== Problem statement ==
Print every line of the listing below exactly as it stands, leaving out the pictures.
═════ Input rows ═════
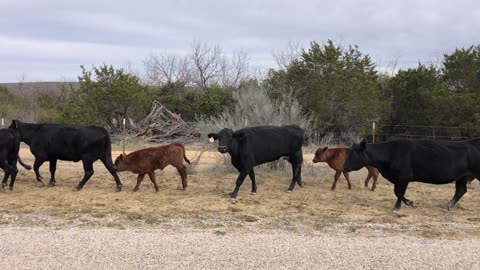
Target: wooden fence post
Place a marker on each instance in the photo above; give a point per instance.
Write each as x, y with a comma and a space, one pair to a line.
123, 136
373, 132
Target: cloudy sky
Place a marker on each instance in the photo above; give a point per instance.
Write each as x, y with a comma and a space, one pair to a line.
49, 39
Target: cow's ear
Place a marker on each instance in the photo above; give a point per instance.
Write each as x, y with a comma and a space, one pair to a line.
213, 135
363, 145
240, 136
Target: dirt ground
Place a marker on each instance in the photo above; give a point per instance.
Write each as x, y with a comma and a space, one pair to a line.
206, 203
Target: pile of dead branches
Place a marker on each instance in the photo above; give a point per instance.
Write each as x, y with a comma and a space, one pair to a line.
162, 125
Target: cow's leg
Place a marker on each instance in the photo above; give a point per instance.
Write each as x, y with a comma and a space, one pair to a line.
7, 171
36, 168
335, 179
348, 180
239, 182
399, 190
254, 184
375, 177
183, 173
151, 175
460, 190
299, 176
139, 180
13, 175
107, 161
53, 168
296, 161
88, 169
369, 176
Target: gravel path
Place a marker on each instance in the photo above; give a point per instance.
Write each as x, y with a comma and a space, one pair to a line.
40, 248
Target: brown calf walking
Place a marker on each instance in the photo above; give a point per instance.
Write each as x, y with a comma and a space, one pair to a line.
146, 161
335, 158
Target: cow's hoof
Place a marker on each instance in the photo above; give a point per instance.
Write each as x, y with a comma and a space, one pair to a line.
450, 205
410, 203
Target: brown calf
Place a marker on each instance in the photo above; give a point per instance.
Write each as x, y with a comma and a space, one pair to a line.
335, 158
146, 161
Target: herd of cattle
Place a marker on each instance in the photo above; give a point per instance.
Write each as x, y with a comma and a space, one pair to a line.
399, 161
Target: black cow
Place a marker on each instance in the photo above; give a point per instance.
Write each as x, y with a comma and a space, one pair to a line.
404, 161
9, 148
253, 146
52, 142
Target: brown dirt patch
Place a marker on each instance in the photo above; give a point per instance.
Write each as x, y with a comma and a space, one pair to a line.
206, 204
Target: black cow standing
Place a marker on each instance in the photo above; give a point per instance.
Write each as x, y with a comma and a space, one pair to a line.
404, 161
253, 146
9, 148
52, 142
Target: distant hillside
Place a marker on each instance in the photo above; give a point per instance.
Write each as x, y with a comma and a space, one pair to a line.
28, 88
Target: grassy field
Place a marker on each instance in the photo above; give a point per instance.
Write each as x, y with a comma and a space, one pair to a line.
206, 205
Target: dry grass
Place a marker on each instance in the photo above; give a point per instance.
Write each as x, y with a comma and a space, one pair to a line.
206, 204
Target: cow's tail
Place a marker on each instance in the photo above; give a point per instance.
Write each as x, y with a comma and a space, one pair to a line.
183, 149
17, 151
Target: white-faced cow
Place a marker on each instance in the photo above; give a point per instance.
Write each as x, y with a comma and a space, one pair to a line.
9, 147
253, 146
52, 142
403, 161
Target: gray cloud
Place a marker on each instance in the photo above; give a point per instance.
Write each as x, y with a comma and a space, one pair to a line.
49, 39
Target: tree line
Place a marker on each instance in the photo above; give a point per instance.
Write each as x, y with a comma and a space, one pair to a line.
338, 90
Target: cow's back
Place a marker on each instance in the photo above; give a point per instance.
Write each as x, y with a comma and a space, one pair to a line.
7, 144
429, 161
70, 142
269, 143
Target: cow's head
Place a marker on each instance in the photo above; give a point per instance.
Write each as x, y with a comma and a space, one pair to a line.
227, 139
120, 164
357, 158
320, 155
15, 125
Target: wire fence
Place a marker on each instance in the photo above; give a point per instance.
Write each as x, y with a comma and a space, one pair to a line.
═════
== Complete response ==
Target: wooden fence post
Place a marker on each instance in the photo above; give a point per instance.
Write each as x, y with a comma and a space, one pair to a line.
123, 136
373, 132
Target: cloudy sky
Place a marker on each instance in the photo above; give a point per instance.
Write each as x, y with a comma and a space, one pair to a line.
49, 39
Target: cow's ear
Place a marker on each instance in the photo above; give a point per instance.
Write each as x, y with a comma and a space, one pair to a line.
213, 135
363, 145
240, 136
Target: dirt ground
Place a marker on each instance in the photo above; give a point per instance.
Write each as x, y with a comma and a space, one pair to a line.
206, 203
Target: pile of dead branches
Place a marker on each instance in the photo above; give a point per instance.
Write each as x, y with a comma and a space, one pair to a line.
162, 125
Target: cow's leg
Place a marker on each instance in the photo above; give a point per instance.
Write each as x, y with a comma and a space, one pair to a line.
7, 171
36, 168
335, 179
348, 180
239, 182
399, 190
254, 184
375, 177
183, 173
151, 175
460, 190
299, 176
139, 180
13, 175
107, 161
53, 168
296, 161
88, 169
369, 176
Target: gravel path
Place a marker on each instance in the photo above; give a point per instance.
Write each as x, y with a comma and a space, one pair to a line.
40, 248
Target: brown calf walking
Place a marker on each instance in the photo above; give a point per instance.
Write each as x, y with a comma and a space, one pair to a line.
146, 161
335, 158
Target: cow's hoof
Place a marker on each instance in the photo above; give a point per instance.
Write each as x, y with a comma and a space, one pair to a line.
450, 205
410, 203
Target: brown calf
Place a marker on each instance in the photo above; give a point per instance.
Write each as x, y with a comma and a space, one pair to a line.
335, 158
146, 161
Target: herd of cattle
Place a marker on each instance in the photo above; give a point per instance.
Write each as x, y with a comma and a space, one pair to a line.
399, 161
Target: black cow
Place a marker on each instance in the photo above; give a point per instance.
Write each as x, y with a comma and a space, one pair to a line.
404, 161
9, 148
253, 146
52, 142
Target: brown dirt patch
Place a marker on each instance in the photo above; give a point per instance.
Write each as x, y with a comma and a space, one pair to a line.
206, 204
Target: black cow standing
Place a marker on each instance in the photo above; give a point per instance.
Write each as x, y with a comma and a space, one pair to a line.
404, 161
253, 146
9, 148
52, 142
Target: distant hillside
Place a marker on each instance in the photo above; give a point per instance.
Write each as x, y with a comma and a space, one pair to a line.
28, 88
Target: grassy field
Place a marker on each instance in the photo above; give a point per instance.
Write each as x, y with a comma and a space, one pair to a line.
206, 205
Target: dry grass
Place a marker on each instance in the photo above; give a point per instance.
Write each as x, y with a comma and a space, one pair to a line.
206, 204
Target: cow's tail
Place a marker on each instance in the photo above; give a point per instance.
Write each as x, y with a comma and a space, one pair to a line.
183, 149
17, 151
Target: white-faced cow
Place a marker on each instance in the photo above; give a point per instance.
Write each as x, y with a comma and a space, one pair to a line.
9, 147
253, 146
52, 142
403, 161
Target: gray cloud
Place a marker on each instance in the photo above; give a point per instance.
Write each as x, y with a comma and a space, one pair to a line.
49, 39
Target: tree line
Place a marker on each instance in the photo above; give a point per instance.
Write each as x, y with a comma and a space, one pair to a line.
338, 90
Target: cow's back
Place a marker on each instance in the photo above; give a point per instance.
Write each as x, y with a comma and a space, one pair to a line.
7, 144
429, 161
70, 142
269, 143
Target: cow's head
Place a marker on each instance in the photo above; give a point per instance.
Write each as x, y with a comma and a space, one pair to a line.
227, 139
120, 164
357, 158
320, 155
15, 125
Target: wire fence
Place a marker on each instance in the photo above; give a point per instance.
Write each as x, y with a comma and a space, one pair to a line.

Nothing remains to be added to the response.